Entries supplied:
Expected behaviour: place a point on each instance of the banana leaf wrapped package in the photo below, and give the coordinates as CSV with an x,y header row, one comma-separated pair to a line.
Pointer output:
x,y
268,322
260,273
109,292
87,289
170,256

Activity: The entries shown above must be restated word for word.

Expected answer:
Expected behaviour: place a point on each instance of the banana leaf wrapped package in the photo below, and give the coordinates as CSV with an x,y header row, one comma-separated pair to a line.
Pointer output:
x,y
268,322
260,273
109,292
87,289
170,256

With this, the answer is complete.